● **SHORT TASK**
Copy the items below as a numbered list, starting at the line that contains "the wooden bench" and running through the last line of the items, both ends included. Leave out any blank lines.
---
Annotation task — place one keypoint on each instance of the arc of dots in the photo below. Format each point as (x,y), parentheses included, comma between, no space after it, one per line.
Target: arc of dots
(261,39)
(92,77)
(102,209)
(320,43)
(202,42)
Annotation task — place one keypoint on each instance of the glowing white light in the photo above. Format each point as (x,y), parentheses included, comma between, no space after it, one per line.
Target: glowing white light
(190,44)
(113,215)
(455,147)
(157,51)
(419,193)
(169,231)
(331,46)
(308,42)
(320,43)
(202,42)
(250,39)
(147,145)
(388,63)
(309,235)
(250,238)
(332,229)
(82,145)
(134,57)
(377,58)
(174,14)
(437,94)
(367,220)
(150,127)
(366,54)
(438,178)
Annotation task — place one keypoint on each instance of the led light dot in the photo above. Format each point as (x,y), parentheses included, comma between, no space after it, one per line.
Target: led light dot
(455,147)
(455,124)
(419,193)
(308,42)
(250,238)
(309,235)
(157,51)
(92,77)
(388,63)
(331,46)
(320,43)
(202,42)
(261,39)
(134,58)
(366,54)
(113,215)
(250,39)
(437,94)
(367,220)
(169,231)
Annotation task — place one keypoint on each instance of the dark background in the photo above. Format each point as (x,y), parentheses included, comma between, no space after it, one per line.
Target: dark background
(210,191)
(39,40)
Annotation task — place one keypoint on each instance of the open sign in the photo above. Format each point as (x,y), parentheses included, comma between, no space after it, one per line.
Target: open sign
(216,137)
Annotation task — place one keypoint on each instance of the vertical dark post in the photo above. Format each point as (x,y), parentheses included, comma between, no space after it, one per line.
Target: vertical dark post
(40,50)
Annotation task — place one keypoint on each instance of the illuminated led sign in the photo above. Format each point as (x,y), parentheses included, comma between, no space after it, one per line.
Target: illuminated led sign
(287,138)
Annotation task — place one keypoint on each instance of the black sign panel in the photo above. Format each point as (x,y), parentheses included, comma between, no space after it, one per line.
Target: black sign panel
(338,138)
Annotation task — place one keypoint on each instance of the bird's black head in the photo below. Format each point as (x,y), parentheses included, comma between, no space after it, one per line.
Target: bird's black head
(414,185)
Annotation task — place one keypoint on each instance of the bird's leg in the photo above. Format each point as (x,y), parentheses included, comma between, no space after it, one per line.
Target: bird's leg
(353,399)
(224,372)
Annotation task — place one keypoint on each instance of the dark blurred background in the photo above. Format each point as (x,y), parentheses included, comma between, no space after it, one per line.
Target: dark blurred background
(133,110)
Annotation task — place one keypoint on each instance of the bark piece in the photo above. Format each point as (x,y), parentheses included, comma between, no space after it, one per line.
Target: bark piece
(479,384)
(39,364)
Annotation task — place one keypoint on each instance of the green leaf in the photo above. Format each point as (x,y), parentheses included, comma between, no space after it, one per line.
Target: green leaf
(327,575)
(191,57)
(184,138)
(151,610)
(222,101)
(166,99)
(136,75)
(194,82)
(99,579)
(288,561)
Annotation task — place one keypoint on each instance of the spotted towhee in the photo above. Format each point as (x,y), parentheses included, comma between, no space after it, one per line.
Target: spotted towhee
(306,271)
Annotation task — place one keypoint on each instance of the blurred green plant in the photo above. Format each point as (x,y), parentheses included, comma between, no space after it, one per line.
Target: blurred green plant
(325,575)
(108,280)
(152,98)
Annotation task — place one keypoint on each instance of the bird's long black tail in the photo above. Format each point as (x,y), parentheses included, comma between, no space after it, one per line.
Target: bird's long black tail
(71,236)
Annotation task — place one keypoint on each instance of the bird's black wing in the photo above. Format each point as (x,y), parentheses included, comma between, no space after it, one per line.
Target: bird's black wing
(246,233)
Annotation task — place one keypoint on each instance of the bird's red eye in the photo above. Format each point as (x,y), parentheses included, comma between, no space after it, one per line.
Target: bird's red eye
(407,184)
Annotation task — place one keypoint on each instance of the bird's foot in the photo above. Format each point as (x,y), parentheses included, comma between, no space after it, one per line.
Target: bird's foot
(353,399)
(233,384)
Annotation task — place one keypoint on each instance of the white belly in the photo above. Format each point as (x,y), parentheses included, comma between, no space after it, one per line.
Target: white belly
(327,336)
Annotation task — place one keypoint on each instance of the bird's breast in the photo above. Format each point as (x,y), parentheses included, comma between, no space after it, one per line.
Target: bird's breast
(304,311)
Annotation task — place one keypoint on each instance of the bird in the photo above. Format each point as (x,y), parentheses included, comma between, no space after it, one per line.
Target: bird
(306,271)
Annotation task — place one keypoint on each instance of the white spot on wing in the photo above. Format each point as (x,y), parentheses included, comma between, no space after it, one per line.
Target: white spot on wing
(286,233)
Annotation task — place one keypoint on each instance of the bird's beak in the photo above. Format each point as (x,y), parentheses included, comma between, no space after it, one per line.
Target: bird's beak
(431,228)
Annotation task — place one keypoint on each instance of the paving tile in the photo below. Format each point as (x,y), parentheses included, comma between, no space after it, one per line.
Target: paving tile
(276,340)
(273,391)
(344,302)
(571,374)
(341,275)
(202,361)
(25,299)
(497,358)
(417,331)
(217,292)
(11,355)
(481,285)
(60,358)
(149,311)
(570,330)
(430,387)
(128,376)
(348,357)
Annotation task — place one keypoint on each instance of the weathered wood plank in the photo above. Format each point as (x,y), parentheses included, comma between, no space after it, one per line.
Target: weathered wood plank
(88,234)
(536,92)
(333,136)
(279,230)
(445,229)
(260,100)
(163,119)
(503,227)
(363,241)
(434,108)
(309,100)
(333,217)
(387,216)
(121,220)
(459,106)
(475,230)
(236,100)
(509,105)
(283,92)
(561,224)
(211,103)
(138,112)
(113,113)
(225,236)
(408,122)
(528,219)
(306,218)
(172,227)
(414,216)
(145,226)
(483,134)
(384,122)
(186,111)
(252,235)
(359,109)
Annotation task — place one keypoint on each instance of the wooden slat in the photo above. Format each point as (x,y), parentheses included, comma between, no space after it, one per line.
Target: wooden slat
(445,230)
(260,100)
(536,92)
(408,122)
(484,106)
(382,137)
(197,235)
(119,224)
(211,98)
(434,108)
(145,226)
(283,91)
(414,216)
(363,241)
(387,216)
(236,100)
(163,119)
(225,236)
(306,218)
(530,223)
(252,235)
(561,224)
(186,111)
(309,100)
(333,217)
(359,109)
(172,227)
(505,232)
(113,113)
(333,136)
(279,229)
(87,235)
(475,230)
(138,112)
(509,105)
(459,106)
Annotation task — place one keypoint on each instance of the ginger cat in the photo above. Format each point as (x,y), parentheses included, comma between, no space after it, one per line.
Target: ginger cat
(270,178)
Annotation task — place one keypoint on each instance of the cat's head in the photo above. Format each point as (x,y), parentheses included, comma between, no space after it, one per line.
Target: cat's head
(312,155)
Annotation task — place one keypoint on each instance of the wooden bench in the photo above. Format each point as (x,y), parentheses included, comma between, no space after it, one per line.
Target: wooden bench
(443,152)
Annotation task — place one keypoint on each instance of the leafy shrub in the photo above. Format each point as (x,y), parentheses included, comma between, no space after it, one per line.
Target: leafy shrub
---
● **COMPLETE OUTPUT**
1. Annotation task — place one keypoint on each instance of the wooden bench in the photo above. Format each point as (x,y), parentheses included, comma between, no space after it, one per line.
2. Target: wooden bench
3. (443,152)
4. Annotation task — place one keypoint on each instance of the leafy shrub in the photo above. Format each point as (x,y), parentheses included, comma between, no space after it, one per line.
5. Target: leafy shrub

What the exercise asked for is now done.